Give the material below as a two-column CSV with the headers instruction and coordinates. Each row should hold one instruction and the coordinates that follow it, with each value in a single quoted field and line breaks replaced by spaces.

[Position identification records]
══════════

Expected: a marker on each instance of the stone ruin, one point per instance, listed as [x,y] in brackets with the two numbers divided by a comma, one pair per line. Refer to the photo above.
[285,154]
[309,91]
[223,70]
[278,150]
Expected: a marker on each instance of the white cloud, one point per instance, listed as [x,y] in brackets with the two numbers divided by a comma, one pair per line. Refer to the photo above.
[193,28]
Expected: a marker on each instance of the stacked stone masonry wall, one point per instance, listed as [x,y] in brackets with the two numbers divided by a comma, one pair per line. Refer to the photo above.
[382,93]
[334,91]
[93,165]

══════════

§ Solution to the exercise:
instruction,coordinates
"Expected: a marker on each instance of the stone ruin, one point per instance, listed as [x,y] in brackets with the two numbers divided by a comma, one pair per line. Refer to the photo above.","[285,154] [309,91] [223,70] [278,150]"
"Expected: a marker on each instance of the white cloud, one point per instance, listed as [x,y] in brackets with the two numbers divided by a comma, one pair per line. Refer to the photo above.","[193,28]"
"Expected: a marker on each instance of the stacked stone masonry wall, one point per instance, listed as [x,y] in brackets with the two numbers divided by a comma, one pair per line. Refer to the photo above.","[382,93] [334,91] [93,165]"